**PASSAGE TO READ**

[Start of section]

At the same time, with the rise of office work, the use of cars and buses rather than walking or bicycles, and the rise of leisure pursuits like TV and computer games that favor the couch potato, the world has become more sedentary. The World Health Organization estimates that 95 percent of the world’s adult population is inactive, failing to meet minimum recommendations for health of 30 minutes of moderate to intense physical activity five times a week.

Authors of the new guidelines said they were a starting point only, and designed to give people some kind of research-based target, rather than rely on the claims made by the manufacturers of treadmill and sit-stand desks that are becoming all the rage. (More than 90 percent of workers in Scandinavia have access to them.)

“This is an initial guidance, which we do expect to have to evolve with time,” said James Buckley, one of the report authors and a professor at the Institute of Medicine at the University Centre Shrewsbury and University of Chester. “But to ensure the marketing and promotions people to race away with self-determined claims, we have felt it is better to have some guidance rather than no guidance that is some how linked with scientific evidence.”

[End of section]

**WHAT THE TASK REQUIRES**
Answer from the passage on sedentary living above:
(a) What share of the world's adult population does the World Health Organization estimate is inactive?
(b) What share of workers in Scandinavia have access to treadmill and sit-stand desks?
(c) At what institution is James Buckley a professor?

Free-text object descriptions
[Start of section]

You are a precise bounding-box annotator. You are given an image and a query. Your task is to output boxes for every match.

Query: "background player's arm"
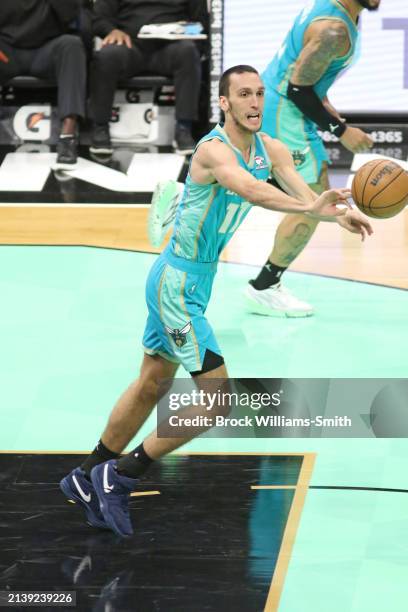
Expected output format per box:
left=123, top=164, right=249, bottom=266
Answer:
left=190, top=140, right=350, bottom=216
left=262, top=134, right=373, bottom=240
left=288, top=20, right=373, bottom=153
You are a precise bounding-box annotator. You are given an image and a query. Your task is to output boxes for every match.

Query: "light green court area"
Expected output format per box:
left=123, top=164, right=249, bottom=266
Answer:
left=0, top=246, right=408, bottom=612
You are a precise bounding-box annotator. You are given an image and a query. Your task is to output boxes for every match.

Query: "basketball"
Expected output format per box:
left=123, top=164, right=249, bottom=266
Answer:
left=351, top=159, right=408, bottom=219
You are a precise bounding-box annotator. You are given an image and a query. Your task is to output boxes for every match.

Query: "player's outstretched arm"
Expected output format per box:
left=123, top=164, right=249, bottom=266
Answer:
left=190, top=140, right=349, bottom=216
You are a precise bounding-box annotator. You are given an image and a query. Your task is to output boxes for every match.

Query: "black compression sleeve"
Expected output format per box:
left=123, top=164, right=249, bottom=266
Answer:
left=288, top=81, right=347, bottom=138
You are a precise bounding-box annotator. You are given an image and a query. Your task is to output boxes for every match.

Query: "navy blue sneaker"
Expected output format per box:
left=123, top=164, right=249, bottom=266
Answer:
left=91, top=459, right=139, bottom=537
left=60, top=468, right=109, bottom=529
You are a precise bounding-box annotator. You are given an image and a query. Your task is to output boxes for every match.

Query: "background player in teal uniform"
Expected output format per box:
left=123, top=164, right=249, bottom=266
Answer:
left=149, top=0, right=381, bottom=317
left=61, top=66, right=372, bottom=536
left=245, top=0, right=381, bottom=316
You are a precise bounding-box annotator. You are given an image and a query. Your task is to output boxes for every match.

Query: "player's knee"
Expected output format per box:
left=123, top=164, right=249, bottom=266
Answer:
left=58, top=34, right=85, bottom=56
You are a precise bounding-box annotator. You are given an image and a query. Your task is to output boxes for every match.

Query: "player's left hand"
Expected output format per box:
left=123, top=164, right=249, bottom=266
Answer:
left=336, top=209, right=374, bottom=241
left=309, top=189, right=351, bottom=217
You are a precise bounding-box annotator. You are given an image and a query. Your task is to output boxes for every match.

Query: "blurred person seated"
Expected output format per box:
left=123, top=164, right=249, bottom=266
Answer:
left=90, top=0, right=208, bottom=154
left=0, top=0, right=86, bottom=169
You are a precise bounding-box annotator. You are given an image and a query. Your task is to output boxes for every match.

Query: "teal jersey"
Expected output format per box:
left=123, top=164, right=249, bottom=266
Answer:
left=262, top=0, right=358, bottom=98
left=170, top=125, right=271, bottom=263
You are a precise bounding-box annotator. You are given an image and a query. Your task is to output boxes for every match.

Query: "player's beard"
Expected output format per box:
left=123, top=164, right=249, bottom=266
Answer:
left=229, top=102, right=259, bottom=134
left=357, top=0, right=380, bottom=11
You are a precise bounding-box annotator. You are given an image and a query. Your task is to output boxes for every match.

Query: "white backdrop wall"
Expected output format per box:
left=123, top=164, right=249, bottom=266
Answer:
left=224, top=0, right=408, bottom=114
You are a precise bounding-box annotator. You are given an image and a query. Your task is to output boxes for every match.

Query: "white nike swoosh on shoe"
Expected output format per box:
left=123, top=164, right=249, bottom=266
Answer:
left=103, top=465, right=113, bottom=493
left=72, top=476, right=91, bottom=504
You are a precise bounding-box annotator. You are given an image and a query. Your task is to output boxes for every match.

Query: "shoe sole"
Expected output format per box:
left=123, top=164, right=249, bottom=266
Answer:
left=91, top=468, right=133, bottom=538
left=244, top=295, right=314, bottom=319
left=89, top=147, right=113, bottom=155
left=60, top=478, right=108, bottom=529
left=51, top=161, right=78, bottom=171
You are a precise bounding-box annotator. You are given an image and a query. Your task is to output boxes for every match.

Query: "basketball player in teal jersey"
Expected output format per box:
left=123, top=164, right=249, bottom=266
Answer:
left=149, top=0, right=381, bottom=317
left=61, top=66, right=372, bottom=536
left=246, top=0, right=381, bottom=316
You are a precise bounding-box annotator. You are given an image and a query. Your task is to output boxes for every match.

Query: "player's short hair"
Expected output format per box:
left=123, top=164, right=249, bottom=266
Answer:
left=218, top=64, right=259, bottom=96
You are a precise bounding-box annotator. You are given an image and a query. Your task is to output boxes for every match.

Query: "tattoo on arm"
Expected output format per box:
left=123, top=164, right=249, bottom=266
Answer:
left=291, top=23, right=350, bottom=85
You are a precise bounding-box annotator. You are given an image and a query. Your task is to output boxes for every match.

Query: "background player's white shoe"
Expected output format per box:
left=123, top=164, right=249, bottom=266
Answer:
left=147, top=181, right=184, bottom=247
left=245, top=283, right=313, bottom=317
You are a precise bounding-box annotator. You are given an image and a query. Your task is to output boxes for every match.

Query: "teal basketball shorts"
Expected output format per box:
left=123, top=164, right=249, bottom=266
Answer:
left=143, top=248, right=223, bottom=373
left=261, top=89, right=329, bottom=184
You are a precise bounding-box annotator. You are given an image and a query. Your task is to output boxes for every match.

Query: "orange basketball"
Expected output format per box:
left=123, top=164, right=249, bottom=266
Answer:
left=351, top=159, right=408, bottom=219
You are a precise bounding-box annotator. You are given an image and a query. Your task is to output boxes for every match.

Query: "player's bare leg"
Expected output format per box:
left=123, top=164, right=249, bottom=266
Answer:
left=245, top=163, right=329, bottom=317
left=91, top=365, right=229, bottom=536
left=101, top=354, right=178, bottom=453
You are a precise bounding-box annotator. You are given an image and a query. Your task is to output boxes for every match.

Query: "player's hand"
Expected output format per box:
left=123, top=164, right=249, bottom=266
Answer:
left=336, top=209, right=374, bottom=241
left=340, top=125, right=374, bottom=153
left=322, top=96, right=346, bottom=123
left=102, top=30, right=132, bottom=49
left=308, top=189, right=351, bottom=217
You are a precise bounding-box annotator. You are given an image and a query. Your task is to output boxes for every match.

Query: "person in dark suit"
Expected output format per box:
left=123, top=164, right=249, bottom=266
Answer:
left=90, top=0, right=208, bottom=153
left=0, top=0, right=86, bottom=168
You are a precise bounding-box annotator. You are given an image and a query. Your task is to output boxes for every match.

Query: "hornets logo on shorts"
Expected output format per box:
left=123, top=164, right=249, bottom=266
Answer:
left=165, top=321, right=191, bottom=348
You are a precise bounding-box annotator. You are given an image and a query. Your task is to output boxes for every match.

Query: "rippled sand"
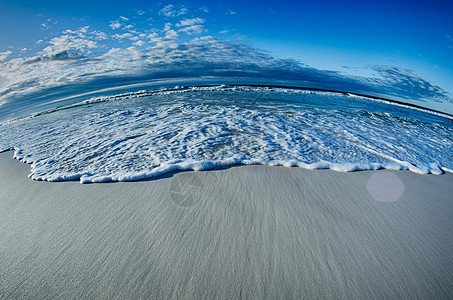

[End of section]

**SOLUTION**
(a) 95 percent
(b) More than 90 percent
(c) The Institute of Medicine at the University Centre Shrewsbury and University of Chester